* _Description of the task_
All of the data must be written out verbatim, with pictures excluded.

▼▼▼

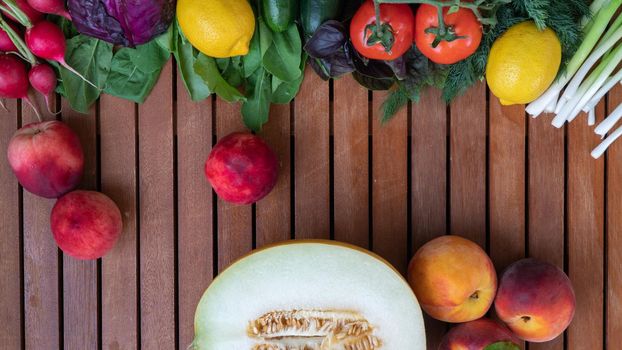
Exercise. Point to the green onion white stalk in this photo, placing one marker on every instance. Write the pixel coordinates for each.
(604, 11)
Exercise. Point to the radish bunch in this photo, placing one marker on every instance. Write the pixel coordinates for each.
(23, 57)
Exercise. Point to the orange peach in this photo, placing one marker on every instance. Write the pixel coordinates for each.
(535, 300)
(453, 279)
(477, 335)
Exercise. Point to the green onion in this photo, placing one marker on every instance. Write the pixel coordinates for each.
(605, 10)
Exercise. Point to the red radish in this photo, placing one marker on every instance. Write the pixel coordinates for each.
(54, 7)
(46, 40)
(6, 44)
(14, 80)
(43, 79)
(34, 15)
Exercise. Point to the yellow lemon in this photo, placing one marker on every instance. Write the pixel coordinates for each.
(217, 28)
(523, 63)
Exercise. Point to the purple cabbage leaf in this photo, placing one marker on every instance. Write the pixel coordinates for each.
(122, 22)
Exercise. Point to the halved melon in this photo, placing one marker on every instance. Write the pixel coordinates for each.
(309, 295)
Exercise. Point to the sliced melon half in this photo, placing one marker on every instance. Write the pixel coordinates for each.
(309, 295)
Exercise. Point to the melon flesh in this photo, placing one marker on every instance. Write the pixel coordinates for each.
(312, 295)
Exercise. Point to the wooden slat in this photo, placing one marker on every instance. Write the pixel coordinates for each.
(546, 199)
(10, 236)
(585, 234)
(311, 166)
(614, 234)
(80, 276)
(195, 213)
(429, 183)
(235, 222)
(156, 220)
(273, 216)
(507, 183)
(390, 185)
(118, 181)
(468, 165)
(351, 162)
(41, 265)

▲▲▲

* _Expected answer_
Exercise. Point to the green onion white stalk in this photo, placing one marker on every instance. Write the pixel coordinates for each.
(604, 11)
Exercise. Point to the radish bunch in this photo, placing one marker on every instance. Write the pixel coordinates for each.
(23, 57)
Exercise. Point to the orange peach in this photo, placing one marker on every instance. Write the pixel coordinates for each.
(535, 300)
(453, 279)
(477, 335)
Exercise. Point to the green onion in this photo, placing one marker on every instance. Write the pixel coordinates for each.
(605, 10)
Exercise. Point to the red radish in this photo, placing one marker on every instance. Write the pixel coordinates for each.
(54, 7)
(46, 40)
(6, 44)
(14, 80)
(43, 79)
(34, 15)
Exercise. Point to the yellow lemon in this photo, placing one marker on every instance. Write the pixel coordinates for each.
(217, 28)
(523, 63)
Exercise. Point to the purple cabbage leaf in this photo, placing one marker on every instance. Write the pixel coordinates for each.
(122, 22)
Exercise. Point to the halved melon in this photo, placing one marker on every instance. Write the pixel coordinates for each.
(309, 295)
Exercise. Point to the sliced melon half in this photo, placing one marker on every instance. Write the pixel coordinates for each.
(309, 295)
Exercise. Point to the melon flesh in this photo, placing one marker on every instance. Write the pixel coordinates for each.
(312, 295)
Exercise. Point to the wooden slat in this photo, placing one marker on every instance. Write the pixel coordinates for each.
(546, 199)
(10, 236)
(585, 234)
(311, 166)
(614, 234)
(80, 276)
(195, 213)
(429, 183)
(235, 222)
(156, 220)
(273, 216)
(507, 183)
(390, 185)
(118, 181)
(468, 165)
(351, 162)
(41, 265)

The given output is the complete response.